Task details — Could you restate word for word the lines running from the one with "Locate the utility" to the end of the data, both ends included, but without pictures?

Records from a data collection —
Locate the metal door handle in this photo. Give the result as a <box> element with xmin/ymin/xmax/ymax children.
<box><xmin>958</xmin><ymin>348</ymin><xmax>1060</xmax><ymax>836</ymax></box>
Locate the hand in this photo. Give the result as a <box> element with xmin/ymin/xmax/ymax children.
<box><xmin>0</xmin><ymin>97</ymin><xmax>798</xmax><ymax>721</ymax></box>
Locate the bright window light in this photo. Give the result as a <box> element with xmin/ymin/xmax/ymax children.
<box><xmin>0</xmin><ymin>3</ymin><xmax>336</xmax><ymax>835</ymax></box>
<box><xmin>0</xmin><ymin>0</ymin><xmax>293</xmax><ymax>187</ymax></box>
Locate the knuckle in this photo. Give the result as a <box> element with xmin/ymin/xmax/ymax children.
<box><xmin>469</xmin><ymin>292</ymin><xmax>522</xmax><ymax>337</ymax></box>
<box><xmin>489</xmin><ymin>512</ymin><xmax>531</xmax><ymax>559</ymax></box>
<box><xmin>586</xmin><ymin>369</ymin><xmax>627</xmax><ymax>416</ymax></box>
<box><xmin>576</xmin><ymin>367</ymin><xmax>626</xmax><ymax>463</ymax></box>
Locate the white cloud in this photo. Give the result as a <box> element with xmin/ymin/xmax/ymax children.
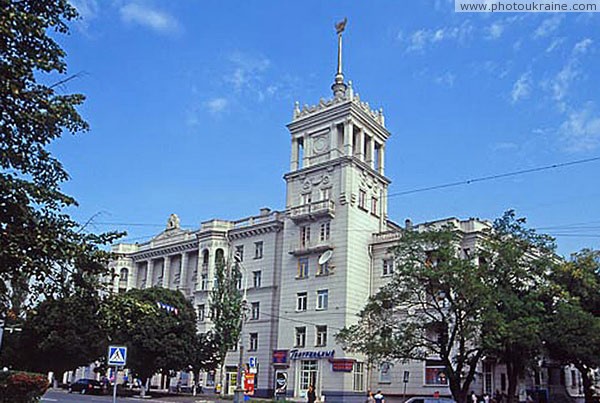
<box><xmin>119</xmin><ymin>3</ymin><xmax>179</xmax><ymax>34</ymax></box>
<box><xmin>560</xmin><ymin>103</ymin><xmax>600</xmax><ymax>152</ymax></box>
<box><xmin>70</xmin><ymin>0</ymin><xmax>99</xmax><ymax>33</ymax></box>
<box><xmin>224</xmin><ymin>52</ymin><xmax>271</xmax><ymax>93</ymax></box>
<box><xmin>203</xmin><ymin>98</ymin><xmax>228</xmax><ymax>115</ymax></box>
<box><xmin>486</xmin><ymin>22</ymin><xmax>504</xmax><ymax>40</ymax></box>
<box><xmin>533</xmin><ymin>15</ymin><xmax>563</xmax><ymax>38</ymax></box>
<box><xmin>546</xmin><ymin>37</ymin><xmax>565</xmax><ymax>53</ymax></box>
<box><xmin>434</xmin><ymin>72</ymin><xmax>456</xmax><ymax>87</ymax></box>
<box><xmin>405</xmin><ymin>21</ymin><xmax>473</xmax><ymax>52</ymax></box>
<box><xmin>545</xmin><ymin>40</ymin><xmax>593</xmax><ymax>104</ymax></box>
<box><xmin>574</xmin><ymin>38</ymin><xmax>593</xmax><ymax>55</ymax></box>
<box><xmin>511</xmin><ymin>72</ymin><xmax>532</xmax><ymax>103</ymax></box>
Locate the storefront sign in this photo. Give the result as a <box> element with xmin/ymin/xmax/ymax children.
<box><xmin>275</xmin><ymin>371</ymin><xmax>287</xmax><ymax>395</ymax></box>
<box><xmin>272</xmin><ymin>349</ymin><xmax>289</xmax><ymax>364</ymax></box>
<box><xmin>289</xmin><ymin>349</ymin><xmax>335</xmax><ymax>360</ymax></box>
<box><xmin>244</xmin><ymin>373</ymin><xmax>255</xmax><ymax>396</ymax></box>
<box><xmin>331</xmin><ymin>358</ymin><xmax>355</xmax><ymax>372</ymax></box>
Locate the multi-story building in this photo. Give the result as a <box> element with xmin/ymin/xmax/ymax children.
<box><xmin>107</xmin><ymin>27</ymin><xmax>586</xmax><ymax>403</ymax></box>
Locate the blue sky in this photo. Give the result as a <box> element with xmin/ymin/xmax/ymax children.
<box><xmin>51</xmin><ymin>0</ymin><xmax>600</xmax><ymax>256</ymax></box>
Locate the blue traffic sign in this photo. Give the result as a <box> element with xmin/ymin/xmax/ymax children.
<box><xmin>108</xmin><ymin>346</ymin><xmax>127</xmax><ymax>366</ymax></box>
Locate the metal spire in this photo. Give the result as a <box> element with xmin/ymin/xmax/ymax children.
<box><xmin>332</xmin><ymin>18</ymin><xmax>348</xmax><ymax>98</ymax></box>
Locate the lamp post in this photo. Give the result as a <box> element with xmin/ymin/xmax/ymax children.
<box><xmin>233</xmin><ymin>253</ymin><xmax>248</xmax><ymax>403</ymax></box>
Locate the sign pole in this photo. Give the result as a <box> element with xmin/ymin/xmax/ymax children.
<box><xmin>113</xmin><ymin>366</ymin><xmax>118</xmax><ymax>403</ymax></box>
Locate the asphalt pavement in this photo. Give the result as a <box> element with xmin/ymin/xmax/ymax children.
<box><xmin>42</xmin><ymin>388</ymin><xmax>226</xmax><ymax>403</ymax></box>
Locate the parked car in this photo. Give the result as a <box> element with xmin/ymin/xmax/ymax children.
<box><xmin>68</xmin><ymin>379</ymin><xmax>103</xmax><ymax>394</ymax></box>
<box><xmin>405</xmin><ymin>397</ymin><xmax>456</xmax><ymax>403</ymax></box>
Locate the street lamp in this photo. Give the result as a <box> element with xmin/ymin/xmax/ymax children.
<box><xmin>233</xmin><ymin>252</ymin><xmax>248</xmax><ymax>403</ymax></box>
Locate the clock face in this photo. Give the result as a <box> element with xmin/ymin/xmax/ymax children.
<box><xmin>313</xmin><ymin>134</ymin><xmax>329</xmax><ymax>154</ymax></box>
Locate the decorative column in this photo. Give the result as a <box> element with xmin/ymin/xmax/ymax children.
<box><xmin>343</xmin><ymin>120</ymin><xmax>353</xmax><ymax>156</ymax></box>
<box><xmin>195</xmin><ymin>248</ymin><xmax>203</xmax><ymax>291</ymax></box>
<box><xmin>290</xmin><ymin>138</ymin><xmax>299</xmax><ymax>171</ymax></box>
<box><xmin>162</xmin><ymin>255</ymin><xmax>171</xmax><ymax>288</ymax></box>
<box><xmin>379</xmin><ymin>144</ymin><xmax>385</xmax><ymax>175</ymax></box>
<box><xmin>302</xmin><ymin>132</ymin><xmax>310</xmax><ymax>168</ymax></box>
<box><xmin>366</xmin><ymin>135</ymin><xmax>375</xmax><ymax>168</ymax></box>
<box><xmin>355</xmin><ymin>127</ymin><xmax>364</xmax><ymax>161</ymax></box>
<box><xmin>145</xmin><ymin>259</ymin><xmax>153</xmax><ymax>288</ymax></box>
<box><xmin>180</xmin><ymin>252</ymin><xmax>189</xmax><ymax>291</ymax></box>
<box><xmin>129</xmin><ymin>264</ymin><xmax>138</xmax><ymax>290</ymax></box>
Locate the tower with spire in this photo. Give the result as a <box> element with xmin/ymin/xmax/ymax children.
<box><xmin>277</xmin><ymin>19</ymin><xmax>393</xmax><ymax>401</ymax></box>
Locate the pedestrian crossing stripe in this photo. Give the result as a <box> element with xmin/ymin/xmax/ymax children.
<box><xmin>108</xmin><ymin>346</ymin><xmax>127</xmax><ymax>366</ymax></box>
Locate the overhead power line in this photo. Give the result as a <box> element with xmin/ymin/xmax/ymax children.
<box><xmin>388</xmin><ymin>156</ymin><xmax>600</xmax><ymax>198</ymax></box>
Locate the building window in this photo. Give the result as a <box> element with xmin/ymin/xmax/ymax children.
<box><xmin>316</xmin><ymin>290</ymin><xmax>328</xmax><ymax>310</ymax></box>
<box><xmin>235</xmin><ymin>245</ymin><xmax>244</xmax><ymax>262</ymax></box>
<box><xmin>382</xmin><ymin>259</ymin><xmax>394</xmax><ymax>276</ymax></box>
<box><xmin>201</xmin><ymin>274</ymin><xmax>208</xmax><ymax>290</ymax></box>
<box><xmin>483</xmin><ymin>361</ymin><xmax>493</xmax><ymax>394</ymax></box>
<box><xmin>425</xmin><ymin>360</ymin><xmax>448</xmax><ymax>385</ymax></box>
<box><xmin>315</xmin><ymin>325</ymin><xmax>327</xmax><ymax>346</ymax></box>
<box><xmin>571</xmin><ymin>370</ymin><xmax>577</xmax><ymax>388</ymax></box>
<box><xmin>353</xmin><ymin>362</ymin><xmax>365</xmax><ymax>391</ymax></box>
<box><xmin>253</xmin><ymin>270</ymin><xmax>262</xmax><ymax>288</ymax></box>
<box><xmin>249</xmin><ymin>333</ymin><xmax>258</xmax><ymax>351</ymax></box>
<box><xmin>251</xmin><ymin>302</ymin><xmax>260</xmax><ymax>320</ymax></box>
<box><xmin>371</xmin><ymin>197</ymin><xmax>379</xmax><ymax>216</ymax></box>
<box><xmin>321</xmin><ymin>188</ymin><xmax>331</xmax><ymax>200</ymax></box>
<box><xmin>300</xmin><ymin>225</ymin><xmax>311</xmax><ymax>247</ymax></box>
<box><xmin>297</xmin><ymin>292</ymin><xmax>307</xmax><ymax>312</ymax></box>
<box><xmin>300</xmin><ymin>360</ymin><xmax>318</xmax><ymax>391</ymax></box>
<box><xmin>297</xmin><ymin>257</ymin><xmax>309</xmax><ymax>278</ymax></box>
<box><xmin>319</xmin><ymin>222</ymin><xmax>330</xmax><ymax>242</ymax></box>
<box><xmin>254</xmin><ymin>241</ymin><xmax>263</xmax><ymax>259</ymax></box>
<box><xmin>295</xmin><ymin>327</ymin><xmax>306</xmax><ymax>347</ymax></box>
<box><xmin>358</xmin><ymin>189</ymin><xmax>367</xmax><ymax>210</ymax></box>
<box><xmin>379</xmin><ymin>362</ymin><xmax>392</xmax><ymax>383</ymax></box>
<box><xmin>317</xmin><ymin>261</ymin><xmax>330</xmax><ymax>276</ymax></box>
<box><xmin>198</xmin><ymin>305</ymin><xmax>205</xmax><ymax>322</ymax></box>
<box><xmin>302</xmin><ymin>193</ymin><xmax>312</xmax><ymax>205</ymax></box>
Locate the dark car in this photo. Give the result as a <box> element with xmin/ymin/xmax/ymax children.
<box><xmin>68</xmin><ymin>379</ymin><xmax>103</xmax><ymax>394</ymax></box>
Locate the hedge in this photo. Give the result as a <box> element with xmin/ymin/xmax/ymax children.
<box><xmin>0</xmin><ymin>370</ymin><xmax>49</xmax><ymax>403</ymax></box>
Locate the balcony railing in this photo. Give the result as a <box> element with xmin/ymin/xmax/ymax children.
<box><xmin>289</xmin><ymin>240</ymin><xmax>333</xmax><ymax>256</ymax></box>
<box><xmin>289</xmin><ymin>199</ymin><xmax>335</xmax><ymax>222</ymax></box>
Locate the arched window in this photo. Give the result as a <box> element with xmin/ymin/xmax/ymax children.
<box><xmin>119</xmin><ymin>268</ymin><xmax>129</xmax><ymax>284</ymax></box>
<box><xmin>202</xmin><ymin>249</ymin><xmax>210</xmax><ymax>269</ymax></box>
<box><xmin>215</xmin><ymin>248</ymin><xmax>225</xmax><ymax>266</ymax></box>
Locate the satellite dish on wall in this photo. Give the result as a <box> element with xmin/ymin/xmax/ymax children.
<box><xmin>318</xmin><ymin>250</ymin><xmax>333</xmax><ymax>265</ymax></box>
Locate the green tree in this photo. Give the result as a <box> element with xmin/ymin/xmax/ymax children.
<box><xmin>209</xmin><ymin>259</ymin><xmax>243</xmax><ymax>394</ymax></box>
<box><xmin>479</xmin><ymin>211</ymin><xmax>556</xmax><ymax>403</ymax></box>
<box><xmin>16</xmin><ymin>290</ymin><xmax>107</xmax><ymax>384</ymax></box>
<box><xmin>546</xmin><ymin>249</ymin><xmax>600</xmax><ymax>403</ymax></box>
<box><xmin>337</xmin><ymin>224</ymin><xmax>489</xmax><ymax>403</ymax></box>
<box><xmin>0</xmin><ymin>0</ymin><xmax>121</xmax><ymax>316</ymax></box>
<box><xmin>102</xmin><ymin>287</ymin><xmax>197</xmax><ymax>397</ymax></box>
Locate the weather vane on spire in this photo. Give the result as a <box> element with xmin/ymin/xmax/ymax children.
<box><xmin>335</xmin><ymin>17</ymin><xmax>347</xmax><ymax>35</ymax></box>
<box><xmin>332</xmin><ymin>18</ymin><xmax>348</xmax><ymax>98</ymax></box>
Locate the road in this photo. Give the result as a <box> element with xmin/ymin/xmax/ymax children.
<box><xmin>42</xmin><ymin>389</ymin><xmax>221</xmax><ymax>403</ymax></box>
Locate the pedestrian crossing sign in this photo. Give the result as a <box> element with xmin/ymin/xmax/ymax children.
<box><xmin>108</xmin><ymin>346</ymin><xmax>127</xmax><ymax>366</ymax></box>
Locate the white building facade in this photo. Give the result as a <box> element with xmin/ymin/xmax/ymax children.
<box><xmin>108</xmin><ymin>28</ymin><xmax>585</xmax><ymax>403</ymax></box>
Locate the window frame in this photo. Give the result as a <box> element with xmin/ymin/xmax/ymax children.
<box><xmin>315</xmin><ymin>325</ymin><xmax>327</xmax><ymax>347</ymax></box>
<box><xmin>296</xmin><ymin>292</ymin><xmax>308</xmax><ymax>312</ymax></box>
<box><xmin>316</xmin><ymin>289</ymin><xmax>329</xmax><ymax>310</ymax></box>
<box><xmin>254</xmin><ymin>241</ymin><xmax>263</xmax><ymax>259</ymax></box>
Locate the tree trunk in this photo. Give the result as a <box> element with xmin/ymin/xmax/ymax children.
<box><xmin>575</xmin><ymin>364</ymin><xmax>594</xmax><ymax>403</ymax></box>
<box><xmin>449</xmin><ymin>374</ymin><xmax>469</xmax><ymax>403</ymax></box>
<box><xmin>140</xmin><ymin>377</ymin><xmax>149</xmax><ymax>398</ymax></box>
<box><xmin>506</xmin><ymin>362</ymin><xmax>519</xmax><ymax>403</ymax></box>
<box><xmin>219</xmin><ymin>362</ymin><xmax>225</xmax><ymax>396</ymax></box>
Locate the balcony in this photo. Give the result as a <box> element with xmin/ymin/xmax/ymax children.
<box><xmin>289</xmin><ymin>239</ymin><xmax>333</xmax><ymax>256</ymax></box>
<box><xmin>289</xmin><ymin>199</ymin><xmax>335</xmax><ymax>223</ymax></box>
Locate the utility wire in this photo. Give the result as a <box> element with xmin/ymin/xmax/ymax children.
<box><xmin>388</xmin><ymin>156</ymin><xmax>600</xmax><ymax>198</ymax></box>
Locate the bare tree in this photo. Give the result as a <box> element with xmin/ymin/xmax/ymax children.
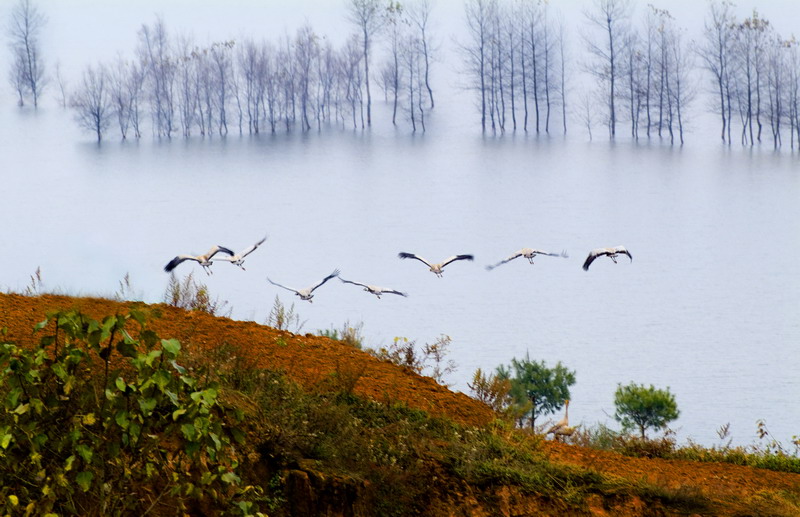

Result below —
Locate the utility wire in this photo. Give the result as a <box> element with xmin/ymin/xmax/ymax children.
<box><xmin>388</xmin><ymin>156</ymin><xmax>600</xmax><ymax>198</ymax></box>
Locate the bare tree in this photo. Give the result as a <box> element with xmin/ymin/xmax/ymax children.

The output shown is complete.